ABOUT THIS EXERCISE:
Keep only the lines of the material below that contain the word "wing". Copy those lines.

DATA UNDER STUDY:
——————————

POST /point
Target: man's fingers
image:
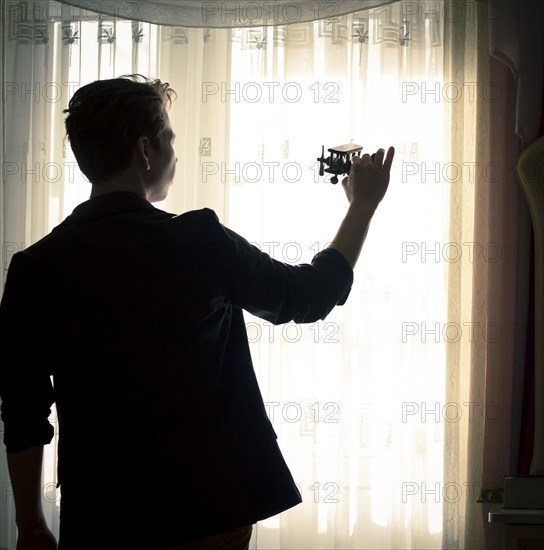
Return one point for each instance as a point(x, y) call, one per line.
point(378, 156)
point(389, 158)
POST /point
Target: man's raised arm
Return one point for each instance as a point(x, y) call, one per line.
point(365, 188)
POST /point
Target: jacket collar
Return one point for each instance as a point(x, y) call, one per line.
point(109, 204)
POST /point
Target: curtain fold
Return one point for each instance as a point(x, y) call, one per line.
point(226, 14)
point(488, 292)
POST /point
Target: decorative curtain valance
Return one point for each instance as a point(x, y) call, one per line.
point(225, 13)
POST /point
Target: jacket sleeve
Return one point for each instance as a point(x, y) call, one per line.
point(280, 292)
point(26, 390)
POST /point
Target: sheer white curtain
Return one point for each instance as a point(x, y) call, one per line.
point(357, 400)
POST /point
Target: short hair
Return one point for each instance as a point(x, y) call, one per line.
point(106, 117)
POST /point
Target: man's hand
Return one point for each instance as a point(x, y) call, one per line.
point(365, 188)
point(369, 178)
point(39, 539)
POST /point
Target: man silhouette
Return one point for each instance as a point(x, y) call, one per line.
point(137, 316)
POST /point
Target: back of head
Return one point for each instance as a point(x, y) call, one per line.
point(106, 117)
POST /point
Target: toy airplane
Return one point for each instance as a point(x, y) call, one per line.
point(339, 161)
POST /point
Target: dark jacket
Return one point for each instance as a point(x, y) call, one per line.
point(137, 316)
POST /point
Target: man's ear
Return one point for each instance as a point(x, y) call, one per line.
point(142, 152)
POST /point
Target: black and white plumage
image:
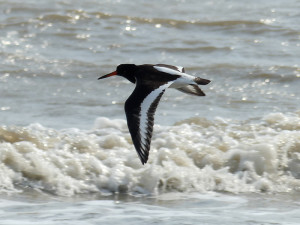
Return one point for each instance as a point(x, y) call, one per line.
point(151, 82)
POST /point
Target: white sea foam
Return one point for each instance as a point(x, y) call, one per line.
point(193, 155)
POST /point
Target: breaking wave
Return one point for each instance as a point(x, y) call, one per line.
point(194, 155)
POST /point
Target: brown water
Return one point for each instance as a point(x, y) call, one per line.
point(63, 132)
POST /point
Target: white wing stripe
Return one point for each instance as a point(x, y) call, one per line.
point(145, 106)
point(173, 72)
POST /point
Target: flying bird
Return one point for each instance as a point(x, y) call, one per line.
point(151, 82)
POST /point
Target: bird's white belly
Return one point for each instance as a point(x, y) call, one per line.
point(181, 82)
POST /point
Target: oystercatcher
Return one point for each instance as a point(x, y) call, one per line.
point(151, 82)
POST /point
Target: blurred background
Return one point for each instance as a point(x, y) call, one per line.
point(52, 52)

——————————

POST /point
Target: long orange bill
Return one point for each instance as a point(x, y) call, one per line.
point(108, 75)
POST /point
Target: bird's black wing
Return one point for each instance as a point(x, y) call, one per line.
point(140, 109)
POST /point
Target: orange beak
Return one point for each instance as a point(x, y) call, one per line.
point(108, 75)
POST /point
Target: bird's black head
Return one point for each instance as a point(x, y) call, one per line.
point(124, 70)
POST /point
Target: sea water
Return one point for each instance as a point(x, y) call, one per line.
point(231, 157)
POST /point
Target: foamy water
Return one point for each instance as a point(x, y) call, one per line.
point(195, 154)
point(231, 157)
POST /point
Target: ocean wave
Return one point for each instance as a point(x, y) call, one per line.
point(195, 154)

——————————

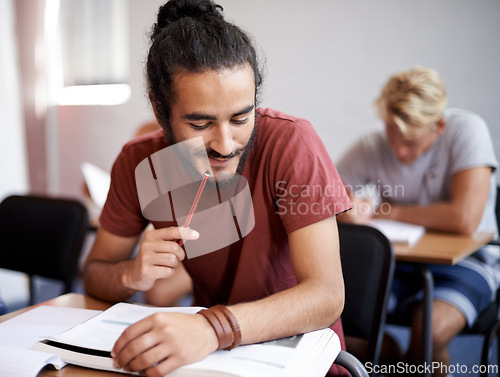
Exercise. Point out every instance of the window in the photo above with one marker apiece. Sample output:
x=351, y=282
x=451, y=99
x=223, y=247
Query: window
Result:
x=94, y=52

——————————

SOLUTION TO THIS EXERCISE:
Target: white wing stripe
Target: bird's black wing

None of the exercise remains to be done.